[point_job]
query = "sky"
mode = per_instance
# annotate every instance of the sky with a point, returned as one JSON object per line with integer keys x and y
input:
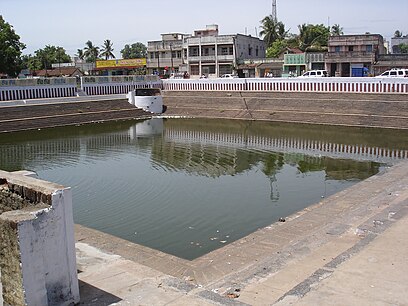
{"x": 70, "y": 24}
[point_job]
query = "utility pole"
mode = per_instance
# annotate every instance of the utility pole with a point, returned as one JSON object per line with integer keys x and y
{"x": 274, "y": 12}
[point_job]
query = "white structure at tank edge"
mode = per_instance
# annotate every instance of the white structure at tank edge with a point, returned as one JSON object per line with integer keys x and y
{"x": 148, "y": 99}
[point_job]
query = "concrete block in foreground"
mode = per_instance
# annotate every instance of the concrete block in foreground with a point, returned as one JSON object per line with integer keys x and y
{"x": 37, "y": 247}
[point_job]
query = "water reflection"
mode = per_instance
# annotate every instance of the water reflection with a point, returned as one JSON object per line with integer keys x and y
{"x": 183, "y": 186}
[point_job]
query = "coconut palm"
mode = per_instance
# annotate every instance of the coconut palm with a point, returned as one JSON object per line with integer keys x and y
{"x": 272, "y": 30}
{"x": 91, "y": 52}
{"x": 398, "y": 34}
{"x": 107, "y": 50}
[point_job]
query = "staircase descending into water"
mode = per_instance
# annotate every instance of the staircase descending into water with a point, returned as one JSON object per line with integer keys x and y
{"x": 58, "y": 113}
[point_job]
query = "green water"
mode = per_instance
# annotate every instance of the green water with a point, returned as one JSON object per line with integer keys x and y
{"x": 189, "y": 186}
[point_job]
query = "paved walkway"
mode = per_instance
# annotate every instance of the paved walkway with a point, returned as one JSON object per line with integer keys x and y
{"x": 358, "y": 257}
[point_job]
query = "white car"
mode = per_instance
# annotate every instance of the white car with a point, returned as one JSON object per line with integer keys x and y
{"x": 394, "y": 73}
{"x": 229, "y": 76}
{"x": 314, "y": 74}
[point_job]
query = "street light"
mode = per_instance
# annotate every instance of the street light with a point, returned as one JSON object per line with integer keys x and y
{"x": 171, "y": 56}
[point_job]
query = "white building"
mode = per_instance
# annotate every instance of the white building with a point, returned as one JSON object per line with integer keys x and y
{"x": 203, "y": 53}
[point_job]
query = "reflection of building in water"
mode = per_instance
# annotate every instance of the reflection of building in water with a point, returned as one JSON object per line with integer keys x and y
{"x": 289, "y": 145}
{"x": 66, "y": 148}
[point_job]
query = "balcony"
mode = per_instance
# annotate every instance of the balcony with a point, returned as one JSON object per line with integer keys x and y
{"x": 211, "y": 58}
{"x": 350, "y": 56}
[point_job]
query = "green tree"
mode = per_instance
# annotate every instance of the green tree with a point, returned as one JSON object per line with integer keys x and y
{"x": 277, "y": 47}
{"x": 91, "y": 52}
{"x": 336, "y": 30}
{"x": 31, "y": 62}
{"x": 272, "y": 30}
{"x": 313, "y": 36}
{"x": 10, "y": 49}
{"x": 107, "y": 50}
{"x": 136, "y": 50}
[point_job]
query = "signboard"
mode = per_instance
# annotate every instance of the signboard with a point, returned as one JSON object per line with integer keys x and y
{"x": 122, "y": 63}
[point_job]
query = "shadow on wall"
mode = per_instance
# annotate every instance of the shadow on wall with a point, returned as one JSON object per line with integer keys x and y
{"x": 91, "y": 295}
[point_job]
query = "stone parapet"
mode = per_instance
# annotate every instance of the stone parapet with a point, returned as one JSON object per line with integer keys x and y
{"x": 37, "y": 262}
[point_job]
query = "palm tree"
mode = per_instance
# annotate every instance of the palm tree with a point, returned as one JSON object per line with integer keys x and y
{"x": 336, "y": 30}
{"x": 80, "y": 54}
{"x": 272, "y": 30}
{"x": 91, "y": 52}
{"x": 107, "y": 50}
{"x": 398, "y": 34}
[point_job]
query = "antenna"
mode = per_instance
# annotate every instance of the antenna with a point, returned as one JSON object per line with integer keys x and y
{"x": 274, "y": 12}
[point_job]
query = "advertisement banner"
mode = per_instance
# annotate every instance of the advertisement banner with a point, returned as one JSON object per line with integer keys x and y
{"x": 121, "y": 63}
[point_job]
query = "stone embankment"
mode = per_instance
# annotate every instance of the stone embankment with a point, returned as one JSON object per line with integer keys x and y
{"x": 25, "y": 117}
{"x": 348, "y": 109}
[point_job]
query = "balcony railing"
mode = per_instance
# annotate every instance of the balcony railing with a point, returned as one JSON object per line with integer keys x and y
{"x": 347, "y": 54}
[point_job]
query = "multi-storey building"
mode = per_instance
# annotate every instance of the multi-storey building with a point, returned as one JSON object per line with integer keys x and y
{"x": 203, "y": 53}
{"x": 396, "y": 42}
{"x": 165, "y": 56}
{"x": 350, "y": 55}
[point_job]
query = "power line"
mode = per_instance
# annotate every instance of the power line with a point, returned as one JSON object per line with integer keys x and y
{"x": 274, "y": 11}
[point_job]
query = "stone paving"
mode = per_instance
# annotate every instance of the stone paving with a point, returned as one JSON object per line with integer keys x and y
......
#### Set problem:
Leave the pictures out and reproduce all of the records exactly.

#### Task solution:
[point_job]
query = "sky"
mode = per_instance
# annotate every instance of the sky with a point, returned as one JSON object per line with integer keys x and y
input:
{"x": 70, "y": 24}
[point_job]
query = "utility pole"
mode = per_instance
# annotate every instance of the utility pole with a point, returned as one JSON object per line with integer keys x and y
{"x": 274, "y": 12}
[point_job]
query = "white structure at tank edge"
mode = per_instance
# annotate every instance of the white structure at tank edge with a point, returned as one JSON object per line with integer keys x and y
{"x": 148, "y": 99}
[point_job]
query = "concrete block in foreground"
mode = per_instance
# annotate every instance of the concrete block in foreground with a point, returned as one JSON object per line with integer keys x and y
{"x": 37, "y": 247}
[point_job]
query = "water reflection"
mode = per_instance
# annotate every instance of the water reflection with a point, returned as one JSON object per line with integer keys x and y
{"x": 183, "y": 186}
[point_job]
query = "coconut palm"
mode = per_instance
# annotate every instance of the coconut palm with a point, returned as one JSON object per line with integer keys x and y
{"x": 272, "y": 30}
{"x": 91, "y": 52}
{"x": 398, "y": 34}
{"x": 107, "y": 50}
[point_job]
query = "staircase descending into water"
mode = per_instance
# annotate every instance of the staircase descending into water with a point, returned as one JSON object per line with integer keys x and y
{"x": 58, "y": 113}
[point_job]
query = "green water"
mode = per_instance
# annotate every instance of the green water with a point, returned as one JSON object per line with integer keys x and y
{"x": 189, "y": 186}
[point_job]
query = "paved walkway"
mode = per_instance
# annotate every instance of the paved walkway with a point, returned as one JSON object per line with integer keys x and y
{"x": 358, "y": 257}
[point_job]
query = "white car"
mode = per_instance
# annotate every instance of the white car with a point, returned as one JSON object per line with integer keys x and y
{"x": 394, "y": 73}
{"x": 229, "y": 76}
{"x": 314, "y": 74}
[point_job]
query = "street light"
mode = per_instance
# annotate every instance of the street light with a point, returned as one JSON object per line with integer keys x and y
{"x": 171, "y": 56}
[point_job]
query = "white building"
mode = per_instance
# annotate every instance of the white building with a point, returned as one JSON object per line with integer keys x and y
{"x": 203, "y": 53}
[point_job]
query = "reflection of building in water"
mode = per_instance
# annotate every instance of the reflection of building in water with a point, returned as one JSON object per line with integer keys x and y
{"x": 289, "y": 145}
{"x": 66, "y": 148}
[point_job]
query = "balcony"
mode = per_instance
# annotate every instance of the balcony with a point, returned as one JSON object per line with integer keys x and y
{"x": 211, "y": 58}
{"x": 350, "y": 56}
[point_job]
query = "green tree"
mode = per_instance
# annotate every instance of the green tree with a point, returned as one JSON object per line with integer keys x and y
{"x": 277, "y": 47}
{"x": 91, "y": 52}
{"x": 336, "y": 30}
{"x": 31, "y": 62}
{"x": 272, "y": 30}
{"x": 313, "y": 36}
{"x": 10, "y": 49}
{"x": 107, "y": 50}
{"x": 136, "y": 50}
[point_job]
query = "signboard"
mode = per_instance
# annotate every instance of the signboard with a point, returned as one JSON object per line with integer keys x and y
{"x": 122, "y": 63}
[point_job]
query = "shadow on wall"
mode = per_instance
# annotate every instance of the shadow on wall with a point, returned as one JSON object per line with integer keys x and y
{"x": 91, "y": 295}
[point_job]
query = "stone parapet"
mode = per_instance
# annotate every instance of the stone parapet with a point, returned as one JSON object per line with integer keys x and y
{"x": 37, "y": 262}
[point_job]
query = "palm tree"
mode = per_instance
# annotate every instance of the palm tree with a point, returned as one JSON object per line with integer keys x and y
{"x": 336, "y": 30}
{"x": 80, "y": 54}
{"x": 272, "y": 30}
{"x": 91, "y": 52}
{"x": 107, "y": 50}
{"x": 398, "y": 34}
[point_job]
query = "antenna"
mode = per_instance
# annotate every instance of the antenna with a point, returned as one JSON object per line with integer keys x and y
{"x": 274, "y": 12}
[point_job]
query = "advertisement banner"
mode = per_instance
# annotate every instance of the advertisement banner with a point, returned as one JSON object per line with integer keys x and y
{"x": 121, "y": 63}
[point_job]
query = "stone embankment"
mode = per_instance
# annotate every instance of the stone embankment with a point, returned as one JSON object per line with integer keys x and y
{"x": 25, "y": 117}
{"x": 348, "y": 109}
[point_job]
query = "balcony railing"
mode = per_instance
# annotate every instance of the balcony railing with a point, returned as one JSON object per line with integer keys x and y
{"x": 347, "y": 54}
[point_job]
query = "multi-storey building"
mode = per_instance
# annotate every instance of the multi-storey building with a point, returned as one JSON object per line with integer keys x and y
{"x": 203, "y": 53}
{"x": 396, "y": 42}
{"x": 165, "y": 56}
{"x": 350, "y": 55}
[point_job]
query = "power line"
mode = per_instance
# annotate every instance of the power line with a point, returned as one JSON object per line with integer keys x and y
{"x": 274, "y": 11}
[point_job]
query = "stone paving"
mode = per_instance
# annotate every instance of the stone paving with a point, returned as one JSON object per line with integer keys x and y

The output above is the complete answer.